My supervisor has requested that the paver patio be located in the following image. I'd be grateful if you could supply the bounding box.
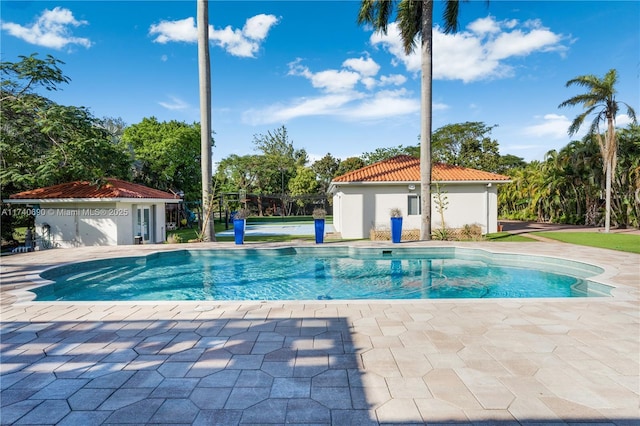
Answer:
[1,239,638,425]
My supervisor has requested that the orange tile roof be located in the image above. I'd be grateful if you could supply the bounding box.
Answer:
[9,179,179,200]
[332,155,511,183]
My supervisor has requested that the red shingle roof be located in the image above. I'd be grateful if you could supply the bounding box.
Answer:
[332,155,511,183]
[9,179,179,200]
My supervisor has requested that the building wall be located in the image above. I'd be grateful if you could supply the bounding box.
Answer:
[33,201,170,247]
[332,182,501,239]
[35,202,118,248]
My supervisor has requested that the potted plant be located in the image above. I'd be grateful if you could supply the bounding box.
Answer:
[390,208,403,243]
[312,208,326,244]
[233,208,248,245]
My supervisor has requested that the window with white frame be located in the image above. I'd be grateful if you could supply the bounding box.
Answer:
[408,194,420,215]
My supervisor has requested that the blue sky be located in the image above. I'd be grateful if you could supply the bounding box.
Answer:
[2,1,638,167]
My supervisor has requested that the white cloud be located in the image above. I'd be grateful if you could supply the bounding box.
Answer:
[1,7,91,49]
[149,17,197,43]
[343,56,380,77]
[370,16,566,83]
[149,14,279,58]
[158,96,190,111]
[288,60,361,93]
[343,89,419,120]
[616,114,635,128]
[242,14,279,40]
[243,93,360,125]
[252,50,424,124]
[523,114,573,139]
---+---
--- TASK DETAILS ---
Set down each record above exactly as it stands and leave out all pictures.

--- YOUR RESPONSE ---
My supervisor has requested that the paver patio be located in the following image. I'd be grateful if you could supply the bounding box.
Answer:
[1,239,638,425]
My supervisor has requested that the orange tile roof be located in the image above. I'd be grateful if you could supply the bounding box.
Answer:
[9,179,179,200]
[332,155,511,183]
My supervisor has requested that the red shingle roof be located in the image above. I'd be grateful if you could supply the bounding box.
Answer:
[332,155,511,183]
[9,179,179,200]
My supervisor has requested that the building wall be located in the image above. I'd be grateful if you could supply the bounding box.
Answer:
[33,201,170,247]
[332,182,501,239]
[35,202,118,248]
My supervisor has requested that the potted plant be located in the image above. I'd be grateful if you could supply the bounding box.
Answer:
[390,208,403,243]
[312,208,326,244]
[233,208,248,245]
My supervisor has requested that the window with white frame be located in the image above. I'd be grateful if you could supply the bounding box.
Answer:
[408,194,420,215]
My supervisor has requested that the blue sky be located in the image above. I'd be grateful if you could supply the bounding box.
Answer:
[2,1,638,167]
My supervisor has requested that the white cloud be located in the image above. I'd be grateful if you could supply the bounding box.
Answer:
[1,7,91,49]
[149,17,197,43]
[343,56,380,77]
[370,16,566,83]
[149,14,279,58]
[158,96,190,111]
[288,60,361,93]
[343,89,419,120]
[616,114,635,128]
[242,14,279,40]
[243,93,360,125]
[252,50,424,124]
[523,114,573,139]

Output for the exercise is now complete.